▶ **Task set**
1: For each statement (a), (b) and (c), say whether it agrees with the annuities text. Answer yes or no, and quote the words from the text that decide it. (a) Interest rates at the time of purchase are one of the criteria for the payment amount. (b) Lower interest rates at purchase generally lead to higher payments. (c) Annuities are described as flexible.
2: Write the next part of the annuities text, starting after its last sentence.

Annuities
Purchasing an annuity is another eligible retirement income option you might consider when converting your RRSP.
What Is an Annuity?
In simplest terms, an annuity is a financial contract between you and an insurance company.
You deposit an amount of money with the insurer and, in return, receive guaranteed payments of a pre-determined amount that generally last for life.
Examples of annuities include the Canada Pension Plan (CPP), Old Age Security (OAS), and a pension paid from your workplace. Annuities are rigid but in return, you receive a fully guaranteed income vehicle.
Basic Features of Annuities
Although individual terms and conditions vary significantly, annuities share several common features.
Payment Amount
Regardless of the type of annuity you choose, the payment amount is based on three key criteria:
- the amount of capital used to purchase the annuity
- interest rates at the time of purchase
- your age (and your spouse's age if using a joint and last survivor annuity) at the time of purchase
Annuities are highly sensitive to the interest rate environment. The higher the rates at the time of purchase, the higher your payments will generally be. Conversely, the lower the interest rates, the lower your payments will generally be.
Payments are also usually fixed for life - a feature which offers added convenience and security for seniors who don't enjoy actively managing their investments, particularly during more volatile periods.

Records excerpted from a collection:
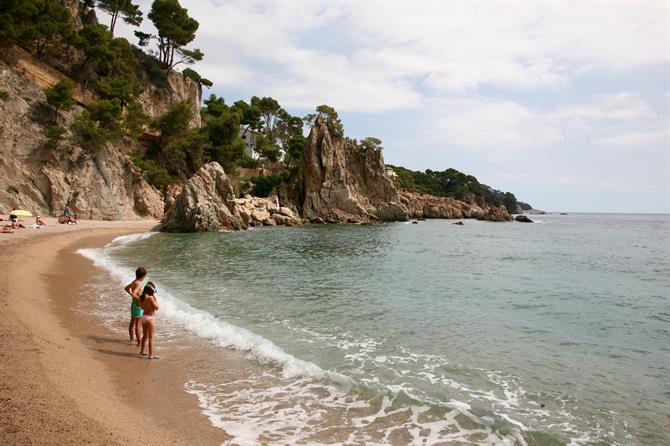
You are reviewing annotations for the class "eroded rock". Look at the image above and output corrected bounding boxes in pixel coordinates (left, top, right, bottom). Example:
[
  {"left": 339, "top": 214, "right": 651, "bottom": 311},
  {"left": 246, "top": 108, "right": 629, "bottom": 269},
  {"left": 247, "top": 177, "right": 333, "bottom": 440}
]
[
  {"left": 161, "top": 162, "right": 249, "bottom": 232},
  {"left": 302, "top": 118, "right": 408, "bottom": 223}
]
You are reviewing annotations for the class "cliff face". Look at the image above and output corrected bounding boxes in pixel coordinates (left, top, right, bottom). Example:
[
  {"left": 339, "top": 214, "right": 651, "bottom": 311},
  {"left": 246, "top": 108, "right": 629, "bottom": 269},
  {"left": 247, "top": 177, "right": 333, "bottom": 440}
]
[
  {"left": 161, "top": 162, "right": 303, "bottom": 232},
  {"left": 302, "top": 119, "right": 407, "bottom": 223},
  {"left": 0, "top": 56, "right": 163, "bottom": 219},
  {"left": 161, "top": 163, "right": 249, "bottom": 232}
]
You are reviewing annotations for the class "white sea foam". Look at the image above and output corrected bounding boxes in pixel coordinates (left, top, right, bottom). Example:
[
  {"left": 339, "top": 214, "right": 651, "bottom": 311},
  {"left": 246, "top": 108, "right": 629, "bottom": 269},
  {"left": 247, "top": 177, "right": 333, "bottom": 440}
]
[
  {"left": 77, "top": 237, "right": 352, "bottom": 386},
  {"left": 78, "top": 233, "right": 584, "bottom": 445}
]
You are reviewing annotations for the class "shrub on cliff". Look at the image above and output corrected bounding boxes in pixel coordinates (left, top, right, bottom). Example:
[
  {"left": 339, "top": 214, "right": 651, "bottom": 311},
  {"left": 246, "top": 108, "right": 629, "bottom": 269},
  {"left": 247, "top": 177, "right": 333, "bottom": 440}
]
[
  {"left": 181, "top": 68, "right": 214, "bottom": 88},
  {"left": 97, "top": 0, "right": 142, "bottom": 35},
  {"left": 44, "top": 125, "right": 67, "bottom": 150},
  {"left": 0, "top": 0, "right": 74, "bottom": 59},
  {"left": 130, "top": 150, "right": 172, "bottom": 189},
  {"left": 44, "top": 78, "right": 75, "bottom": 123},
  {"left": 387, "top": 164, "right": 518, "bottom": 212},
  {"left": 73, "top": 99, "right": 123, "bottom": 152}
]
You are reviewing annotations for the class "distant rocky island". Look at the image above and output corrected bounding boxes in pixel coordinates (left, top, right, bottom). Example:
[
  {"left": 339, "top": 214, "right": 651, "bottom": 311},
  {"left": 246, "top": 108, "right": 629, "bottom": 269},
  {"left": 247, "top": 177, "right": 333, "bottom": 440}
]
[{"left": 0, "top": 0, "right": 531, "bottom": 232}]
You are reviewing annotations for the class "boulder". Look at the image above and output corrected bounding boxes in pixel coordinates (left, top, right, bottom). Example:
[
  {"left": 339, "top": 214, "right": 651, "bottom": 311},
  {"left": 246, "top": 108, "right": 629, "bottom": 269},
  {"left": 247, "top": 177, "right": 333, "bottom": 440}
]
[
  {"left": 301, "top": 117, "right": 408, "bottom": 223},
  {"left": 161, "top": 162, "right": 248, "bottom": 232},
  {"left": 477, "top": 205, "right": 512, "bottom": 221}
]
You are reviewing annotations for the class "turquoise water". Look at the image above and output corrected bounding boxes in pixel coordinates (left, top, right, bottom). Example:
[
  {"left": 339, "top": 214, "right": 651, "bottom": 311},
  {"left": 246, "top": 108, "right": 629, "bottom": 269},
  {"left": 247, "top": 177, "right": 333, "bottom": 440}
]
[{"left": 81, "top": 214, "right": 670, "bottom": 445}]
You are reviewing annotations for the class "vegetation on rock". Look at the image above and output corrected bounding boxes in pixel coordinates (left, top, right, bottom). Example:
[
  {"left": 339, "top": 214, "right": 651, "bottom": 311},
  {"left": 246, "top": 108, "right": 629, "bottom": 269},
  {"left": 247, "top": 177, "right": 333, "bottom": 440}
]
[{"left": 387, "top": 164, "right": 532, "bottom": 213}]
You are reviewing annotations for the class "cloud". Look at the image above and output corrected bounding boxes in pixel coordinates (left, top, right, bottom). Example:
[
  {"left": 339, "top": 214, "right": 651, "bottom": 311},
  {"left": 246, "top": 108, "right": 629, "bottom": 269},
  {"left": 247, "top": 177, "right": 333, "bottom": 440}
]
[
  {"left": 424, "top": 98, "right": 563, "bottom": 147},
  {"left": 551, "top": 92, "right": 657, "bottom": 121},
  {"left": 598, "top": 128, "right": 670, "bottom": 147},
  {"left": 102, "top": 0, "right": 668, "bottom": 113}
]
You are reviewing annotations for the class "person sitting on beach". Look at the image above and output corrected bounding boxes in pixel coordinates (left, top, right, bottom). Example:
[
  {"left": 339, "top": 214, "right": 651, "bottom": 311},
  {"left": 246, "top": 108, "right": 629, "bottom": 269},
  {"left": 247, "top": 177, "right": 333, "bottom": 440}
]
[
  {"left": 124, "top": 267, "right": 147, "bottom": 346},
  {"left": 140, "top": 282, "right": 159, "bottom": 359}
]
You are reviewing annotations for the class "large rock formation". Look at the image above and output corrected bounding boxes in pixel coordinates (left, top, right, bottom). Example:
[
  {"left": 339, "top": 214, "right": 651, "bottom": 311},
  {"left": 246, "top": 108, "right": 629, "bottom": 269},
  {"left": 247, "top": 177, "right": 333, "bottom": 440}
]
[
  {"left": 0, "top": 59, "right": 163, "bottom": 220},
  {"left": 399, "top": 192, "right": 484, "bottom": 218},
  {"left": 302, "top": 118, "right": 408, "bottom": 223},
  {"left": 161, "top": 162, "right": 303, "bottom": 232},
  {"left": 161, "top": 162, "right": 249, "bottom": 232}
]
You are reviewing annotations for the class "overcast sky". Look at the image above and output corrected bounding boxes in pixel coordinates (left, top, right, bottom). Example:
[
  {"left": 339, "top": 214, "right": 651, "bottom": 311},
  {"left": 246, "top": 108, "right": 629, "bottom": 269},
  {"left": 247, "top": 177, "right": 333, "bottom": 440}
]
[{"left": 99, "top": 0, "right": 670, "bottom": 213}]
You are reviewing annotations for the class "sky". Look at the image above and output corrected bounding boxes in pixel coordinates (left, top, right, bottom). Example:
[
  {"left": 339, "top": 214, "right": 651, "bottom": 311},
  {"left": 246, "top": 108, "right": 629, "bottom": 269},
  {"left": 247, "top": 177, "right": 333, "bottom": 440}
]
[{"left": 98, "top": 0, "right": 670, "bottom": 213}]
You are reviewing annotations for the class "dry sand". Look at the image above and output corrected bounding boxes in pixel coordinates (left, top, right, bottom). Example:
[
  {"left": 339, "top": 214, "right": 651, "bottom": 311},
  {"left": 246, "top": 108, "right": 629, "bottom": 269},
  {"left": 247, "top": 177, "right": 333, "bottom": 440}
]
[{"left": 0, "top": 219, "right": 228, "bottom": 445}]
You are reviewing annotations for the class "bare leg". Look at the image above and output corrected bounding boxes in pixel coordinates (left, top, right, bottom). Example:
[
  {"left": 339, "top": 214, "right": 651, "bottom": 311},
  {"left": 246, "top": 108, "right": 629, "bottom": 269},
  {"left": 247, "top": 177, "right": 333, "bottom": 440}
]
[
  {"left": 140, "top": 321, "right": 149, "bottom": 355},
  {"left": 131, "top": 318, "right": 142, "bottom": 347},
  {"left": 147, "top": 320, "right": 156, "bottom": 358},
  {"left": 128, "top": 316, "right": 137, "bottom": 342}
]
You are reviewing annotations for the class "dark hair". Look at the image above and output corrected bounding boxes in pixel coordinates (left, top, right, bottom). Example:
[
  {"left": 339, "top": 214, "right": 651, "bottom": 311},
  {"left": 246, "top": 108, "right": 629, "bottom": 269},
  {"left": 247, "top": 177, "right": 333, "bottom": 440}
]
[
  {"left": 140, "top": 282, "right": 156, "bottom": 302},
  {"left": 135, "top": 266, "right": 147, "bottom": 279}
]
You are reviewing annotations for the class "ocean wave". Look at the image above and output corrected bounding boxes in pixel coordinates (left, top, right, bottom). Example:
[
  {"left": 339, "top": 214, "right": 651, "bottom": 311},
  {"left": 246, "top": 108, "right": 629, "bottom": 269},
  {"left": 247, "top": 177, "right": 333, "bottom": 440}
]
[{"left": 77, "top": 244, "right": 353, "bottom": 386}]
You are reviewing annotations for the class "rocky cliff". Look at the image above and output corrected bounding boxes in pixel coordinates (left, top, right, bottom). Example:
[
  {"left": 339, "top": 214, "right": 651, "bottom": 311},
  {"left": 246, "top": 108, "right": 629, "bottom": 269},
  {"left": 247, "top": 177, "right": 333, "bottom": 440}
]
[
  {"left": 302, "top": 119, "right": 407, "bottom": 223},
  {"left": 161, "top": 163, "right": 249, "bottom": 232},
  {"left": 161, "top": 162, "right": 303, "bottom": 232},
  {"left": 0, "top": 56, "right": 163, "bottom": 219}
]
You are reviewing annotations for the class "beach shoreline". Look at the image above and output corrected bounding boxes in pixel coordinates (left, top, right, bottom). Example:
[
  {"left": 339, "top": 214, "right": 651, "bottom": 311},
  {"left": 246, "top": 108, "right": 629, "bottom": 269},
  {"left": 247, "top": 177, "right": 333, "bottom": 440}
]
[{"left": 0, "top": 220, "right": 229, "bottom": 444}]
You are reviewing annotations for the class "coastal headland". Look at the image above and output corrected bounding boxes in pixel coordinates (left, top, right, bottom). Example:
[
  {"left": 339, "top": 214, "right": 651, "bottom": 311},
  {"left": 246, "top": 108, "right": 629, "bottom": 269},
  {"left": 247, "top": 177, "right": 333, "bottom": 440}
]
[{"left": 0, "top": 219, "right": 226, "bottom": 445}]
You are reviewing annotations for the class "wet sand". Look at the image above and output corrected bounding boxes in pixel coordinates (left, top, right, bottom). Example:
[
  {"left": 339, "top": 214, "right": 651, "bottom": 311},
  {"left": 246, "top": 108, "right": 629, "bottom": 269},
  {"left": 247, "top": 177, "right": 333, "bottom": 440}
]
[{"left": 0, "top": 219, "right": 229, "bottom": 445}]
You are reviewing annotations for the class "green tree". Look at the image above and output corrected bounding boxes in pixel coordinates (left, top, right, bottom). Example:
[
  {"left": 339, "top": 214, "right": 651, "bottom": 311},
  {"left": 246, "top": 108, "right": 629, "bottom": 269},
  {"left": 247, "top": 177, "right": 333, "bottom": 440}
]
[
  {"left": 73, "top": 24, "right": 142, "bottom": 105},
  {"left": 98, "top": 0, "right": 142, "bottom": 35},
  {"left": 275, "top": 109, "right": 303, "bottom": 157},
  {"left": 0, "top": 0, "right": 74, "bottom": 59},
  {"left": 359, "top": 136, "right": 383, "bottom": 151},
  {"left": 44, "top": 78, "right": 75, "bottom": 123},
  {"left": 73, "top": 99, "right": 123, "bottom": 152},
  {"left": 123, "top": 99, "right": 147, "bottom": 134},
  {"left": 285, "top": 134, "right": 307, "bottom": 169},
  {"left": 181, "top": 68, "right": 214, "bottom": 88},
  {"left": 502, "top": 192, "right": 520, "bottom": 214},
  {"left": 45, "top": 125, "right": 67, "bottom": 150},
  {"left": 251, "top": 96, "right": 284, "bottom": 142},
  {"left": 254, "top": 136, "right": 281, "bottom": 163},
  {"left": 151, "top": 99, "right": 194, "bottom": 145},
  {"left": 303, "top": 105, "right": 344, "bottom": 137},
  {"left": 150, "top": 0, "right": 204, "bottom": 71}
]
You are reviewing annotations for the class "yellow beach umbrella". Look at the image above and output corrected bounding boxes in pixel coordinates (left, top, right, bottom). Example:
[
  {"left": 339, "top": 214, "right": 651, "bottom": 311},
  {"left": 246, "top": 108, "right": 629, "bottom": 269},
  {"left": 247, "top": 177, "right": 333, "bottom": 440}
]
[{"left": 9, "top": 209, "right": 33, "bottom": 217}]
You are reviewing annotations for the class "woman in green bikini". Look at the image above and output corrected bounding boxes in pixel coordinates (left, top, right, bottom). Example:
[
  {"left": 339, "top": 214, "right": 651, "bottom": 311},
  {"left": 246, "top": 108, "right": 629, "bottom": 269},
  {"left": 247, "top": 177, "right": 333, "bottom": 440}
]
[{"left": 124, "top": 267, "right": 147, "bottom": 346}]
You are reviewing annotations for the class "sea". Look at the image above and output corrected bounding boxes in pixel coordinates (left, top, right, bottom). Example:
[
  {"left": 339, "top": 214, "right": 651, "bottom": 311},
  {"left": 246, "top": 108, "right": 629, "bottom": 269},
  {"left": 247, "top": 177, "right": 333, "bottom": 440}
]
[{"left": 80, "top": 214, "right": 670, "bottom": 446}]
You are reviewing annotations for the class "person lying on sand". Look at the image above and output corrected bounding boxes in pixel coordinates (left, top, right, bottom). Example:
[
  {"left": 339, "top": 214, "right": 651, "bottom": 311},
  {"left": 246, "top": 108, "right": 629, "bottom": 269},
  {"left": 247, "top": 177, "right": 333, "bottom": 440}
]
[
  {"left": 124, "top": 266, "right": 147, "bottom": 346},
  {"left": 140, "top": 282, "right": 159, "bottom": 359}
]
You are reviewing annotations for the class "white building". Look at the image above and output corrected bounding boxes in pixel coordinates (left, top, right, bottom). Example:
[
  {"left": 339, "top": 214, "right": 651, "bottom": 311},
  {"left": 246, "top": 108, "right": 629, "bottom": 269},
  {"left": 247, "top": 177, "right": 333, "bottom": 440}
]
[{"left": 240, "top": 125, "right": 262, "bottom": 159}]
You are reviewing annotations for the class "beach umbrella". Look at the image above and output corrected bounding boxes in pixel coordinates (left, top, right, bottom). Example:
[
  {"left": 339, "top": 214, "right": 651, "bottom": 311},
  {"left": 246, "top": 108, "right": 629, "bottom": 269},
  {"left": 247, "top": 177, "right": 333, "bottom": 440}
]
[{"left": 9, "top": 209, "right": 33, "bottom": 217}]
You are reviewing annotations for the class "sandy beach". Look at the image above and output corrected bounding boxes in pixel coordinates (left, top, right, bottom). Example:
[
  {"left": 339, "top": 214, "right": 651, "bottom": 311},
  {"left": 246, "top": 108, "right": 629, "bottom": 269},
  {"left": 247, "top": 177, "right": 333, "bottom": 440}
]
[{"left": 0, "top": 219, "right": 226, "bottom": 445}]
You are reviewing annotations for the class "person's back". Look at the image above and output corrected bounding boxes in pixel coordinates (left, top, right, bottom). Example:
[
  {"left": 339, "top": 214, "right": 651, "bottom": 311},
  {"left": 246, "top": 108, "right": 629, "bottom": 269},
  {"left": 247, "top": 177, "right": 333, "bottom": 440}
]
[
  {"left": 140, "top": 290, "right": 158, "bottom": 316},
  {"left": 124, "top": 267, "right": 147, "bottom": 345}
]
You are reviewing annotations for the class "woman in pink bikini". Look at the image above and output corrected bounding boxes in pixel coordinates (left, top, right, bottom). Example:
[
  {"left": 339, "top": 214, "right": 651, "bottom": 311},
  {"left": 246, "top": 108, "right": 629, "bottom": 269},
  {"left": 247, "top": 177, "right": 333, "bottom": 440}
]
[{"left": 140, "top": 282, "right": 159, "bottom": 359}]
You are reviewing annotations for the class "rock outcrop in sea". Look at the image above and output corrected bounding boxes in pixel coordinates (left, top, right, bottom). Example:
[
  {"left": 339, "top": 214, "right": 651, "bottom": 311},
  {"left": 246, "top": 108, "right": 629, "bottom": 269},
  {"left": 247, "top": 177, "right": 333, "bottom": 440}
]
[
  {"left": 399, "top": 192, "right": 484, "bottom": 218},
  {"left": 301, "top": 118, "right": 408, "bottom": 223},
  {"left": 161, "top": 162, "right": 303, "bottom": 232},
  {"left": 477, "top": 204, "right": 512, "bottom": 221},
  {"left": 161, "top": 163, "right": 249, "bottom": 232}
]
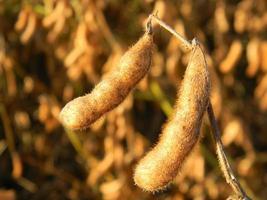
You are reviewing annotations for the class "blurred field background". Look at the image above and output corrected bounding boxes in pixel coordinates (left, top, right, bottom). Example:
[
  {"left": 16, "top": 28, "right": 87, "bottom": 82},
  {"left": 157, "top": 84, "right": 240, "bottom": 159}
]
[{"left": 0, "top": 0, "right": 267, "bottom": 200}]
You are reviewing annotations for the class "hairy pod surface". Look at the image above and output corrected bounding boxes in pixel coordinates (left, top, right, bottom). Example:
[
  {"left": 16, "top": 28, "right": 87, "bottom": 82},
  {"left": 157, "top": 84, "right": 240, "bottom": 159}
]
[
  {"left": 134, "top": 41, "right": 210, "bottom": 191},
  {"left": 60, "top": 32, "right": 154, "bottom": 130}
]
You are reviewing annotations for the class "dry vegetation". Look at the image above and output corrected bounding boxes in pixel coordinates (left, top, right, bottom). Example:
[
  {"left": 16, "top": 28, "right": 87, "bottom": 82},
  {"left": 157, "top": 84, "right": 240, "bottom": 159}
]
[{"left": 0, "top": 0, "right": 267, "bottom": 200}]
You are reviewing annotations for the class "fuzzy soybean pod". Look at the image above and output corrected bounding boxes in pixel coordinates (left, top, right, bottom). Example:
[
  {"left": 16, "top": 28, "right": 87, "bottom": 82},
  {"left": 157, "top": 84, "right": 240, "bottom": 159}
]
[
  {"left": 60, "top": 30, "right": 154, "bottom": 130},
  {"left": 134, "top": 40, "right": 210, "bottom": 192}
]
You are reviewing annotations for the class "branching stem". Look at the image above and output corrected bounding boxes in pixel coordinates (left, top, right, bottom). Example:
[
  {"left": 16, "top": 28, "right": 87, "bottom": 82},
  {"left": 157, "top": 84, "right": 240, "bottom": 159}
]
[{"left": 149, "top": 14, "right": 250, "bottom": 200}]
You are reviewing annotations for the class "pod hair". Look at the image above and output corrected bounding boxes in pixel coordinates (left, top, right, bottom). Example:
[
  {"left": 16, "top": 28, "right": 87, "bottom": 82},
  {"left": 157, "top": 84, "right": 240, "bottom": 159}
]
[
  {"left": 60, "top": 27, "right": 154, "bottom": 130},
  {"left": 134, "top": 40, "right": 210, "bottom": 192}
]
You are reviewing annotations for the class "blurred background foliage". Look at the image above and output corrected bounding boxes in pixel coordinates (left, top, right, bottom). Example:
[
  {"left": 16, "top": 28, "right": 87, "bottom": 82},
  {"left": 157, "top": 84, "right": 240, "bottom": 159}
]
[{"left": 0, "top": 0, "right": 267, "bottom": 200}]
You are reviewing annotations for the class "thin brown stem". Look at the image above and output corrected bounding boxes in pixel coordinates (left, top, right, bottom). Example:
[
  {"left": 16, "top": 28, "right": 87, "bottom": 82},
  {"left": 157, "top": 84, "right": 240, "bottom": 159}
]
[
  {"left": 149, "top": 14, "right": 250, "bottom": 200},
  {"left": 207, "top": 101, "right": 250, "bottom": 200},
  {"left": 149, "top": 14, "right": 193, "bottom": 51}
]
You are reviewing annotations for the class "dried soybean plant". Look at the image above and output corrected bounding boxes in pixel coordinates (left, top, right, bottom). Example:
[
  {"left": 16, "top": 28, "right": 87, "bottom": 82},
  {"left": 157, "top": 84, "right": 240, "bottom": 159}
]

▶ **Set of answers**
1:
(a) Yes: "interest rates at the time of purchase"
(b) No: "the lower the interest rates, the lower your payments will generally be"
(c) No: "Annuities are rigid but in return, you receive a fully guaranteed income vehicle."

2:
If you're worried about inflation, an option may be purchased to make annuities indexed, although these options often result in a reduced payout.
Payment Frequency
Payments can be received monthly, quarterly, annually or any other interval agreed upon by you and the insurance company. Payment frequency is also agreed upon at the time of purchase.
Taxes
With a registered annuity, you pay income tax only on the payments received each year.
The principal deposited with the insurer remains tax-sheltered until it is received as payment.
Other Considerations
When purchasing an annuity, you effectively transfer all of the risk of investing to the expertise of the insurer.
All annuities are different. Depending on the type of annuity you select, there may or may not be survivor or estate benefits attached. Review all of your options and select the one best for you.
Deferred Annuity
A deferred annuity provides for income at a future date.
By law, payments can be deferred to a maximum of 12 months after the purchase of an annuity in the year in which you turn 71 if an annual payment mode is chosen.
Deferred annuities are suited to those who don't require immediate income, but who wish to benefit from a high interest rate environment that translates into higher payments later on.
Impaired Annuity
An impaired annuity generally results in higher payments than those offered by other annuities.
It can, however, only be purchased by individuals who have medical evidence of a health condition that reduces their life expectancy.
Are Annuities for You?
Annuities can represent an important component in any retirement strategy, offering two powerful benefits:
Security
Regular income of a pre-determined amount that is guaranteed for life
Convenience
The freedom of no longer having to manage your investments. This transfers all of the investment risk from you to the insurance company.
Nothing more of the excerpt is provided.